STATED PROBLEM A. In the news text below about Ohio State and NCAA violations, what is the name of the school newspaper that first quoted Smith?
STATED PROBLEM B. Write the next few sentences of the news text below about Smith's statement on Ohio State's NCAA violations, picking up after its final sentence.

TEXT TO READ.

Smith released the statement after being quoted by The Lantern, the school newspaper, in a story that was posted yesterday.
“We’ve got 12 (violations) pending,” Smith told the paper. “It may turn out to be secondary. It may not.”
The lack of context led some to speculate that more major NCAA violations – such as those that ended up toppling former head football coach Jim Tressel, suspending a number of football stars and shaking up the entire OSU athletic department – could be on the way.
However, Smith clarified that in his statement today.
“Contrary to reports attributed to me, Ohio State Athletics is not facing any major NCAA violations,” Smith said. “There are several secondary violations being processed by our compliance office. These are similar to those released last week. Again, these are secondary in nature and consistent with our culture of self-reporting even the most minor and inadvertent violations.
“Again, to be clear, the Ohio State football program, its coaches and staff are not facing any violations.”

GIVEN DATA.
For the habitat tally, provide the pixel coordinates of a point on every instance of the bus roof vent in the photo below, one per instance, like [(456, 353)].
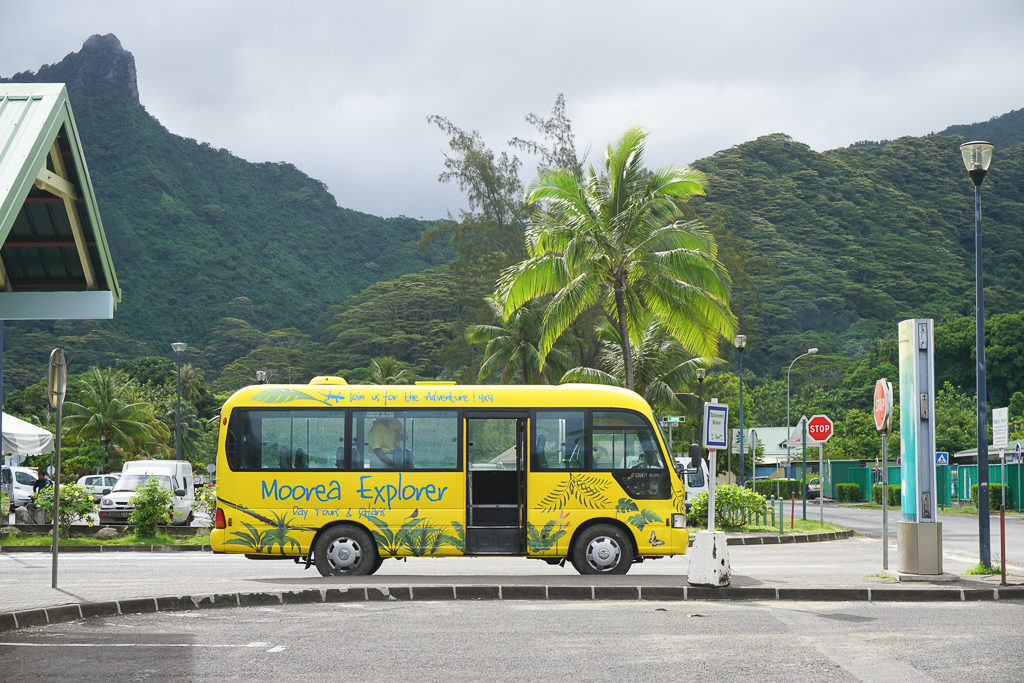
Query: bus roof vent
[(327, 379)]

* * *

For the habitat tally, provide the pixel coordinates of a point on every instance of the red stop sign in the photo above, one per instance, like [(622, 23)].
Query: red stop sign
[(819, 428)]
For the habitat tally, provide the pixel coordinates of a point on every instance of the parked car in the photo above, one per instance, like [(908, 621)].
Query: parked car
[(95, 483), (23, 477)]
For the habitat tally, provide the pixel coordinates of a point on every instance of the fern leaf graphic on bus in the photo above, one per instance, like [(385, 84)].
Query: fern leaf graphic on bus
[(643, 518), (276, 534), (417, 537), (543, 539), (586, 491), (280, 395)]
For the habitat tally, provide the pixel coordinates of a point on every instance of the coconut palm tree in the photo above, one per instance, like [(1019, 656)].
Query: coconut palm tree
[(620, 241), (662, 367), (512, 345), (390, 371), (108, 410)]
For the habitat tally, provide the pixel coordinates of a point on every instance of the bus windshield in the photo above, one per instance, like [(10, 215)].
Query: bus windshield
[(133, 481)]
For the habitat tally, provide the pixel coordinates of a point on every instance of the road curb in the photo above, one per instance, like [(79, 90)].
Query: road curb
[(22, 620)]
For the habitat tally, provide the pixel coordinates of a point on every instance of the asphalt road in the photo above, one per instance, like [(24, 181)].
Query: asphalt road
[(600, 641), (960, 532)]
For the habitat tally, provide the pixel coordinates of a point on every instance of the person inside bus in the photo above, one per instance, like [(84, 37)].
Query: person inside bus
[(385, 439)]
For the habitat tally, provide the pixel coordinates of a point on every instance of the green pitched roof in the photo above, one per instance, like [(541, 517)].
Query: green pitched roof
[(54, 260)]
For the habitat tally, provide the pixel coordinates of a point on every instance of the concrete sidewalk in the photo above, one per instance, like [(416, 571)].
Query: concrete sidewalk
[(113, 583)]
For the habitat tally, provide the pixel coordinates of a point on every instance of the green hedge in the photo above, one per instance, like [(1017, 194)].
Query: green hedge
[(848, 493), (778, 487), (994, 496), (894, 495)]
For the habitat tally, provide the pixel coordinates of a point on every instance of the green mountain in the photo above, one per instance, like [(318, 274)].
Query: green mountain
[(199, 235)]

EXERCISE ANSWER A. The Lantern.

EXERCISE ANSWER B.
Last week, the (Cleveland) Plain Dealer reported that the athletic department had turned in 46 NCAA violations since Tressel left the school last Memorial Day. The lion’s share were secondary in nature, ranging from Olympic sports coaches accidentally calling recruits at the wrong time to football assistant coach Mike Vrabel using smokeless tobacco on the sideline, and were not expected to raise any red flags at the NCAA.
One violation included new football coach Urban Meyer wishing a recruit luck despite an NCAA ban on contact, and another included Smith and OSU Alumni Association head Archie Griffin taping a video message to show to a football recruit while they were out of town for the Final Four.
One thing is for sure – any news of NCAA violations will continue to make news around Columbus.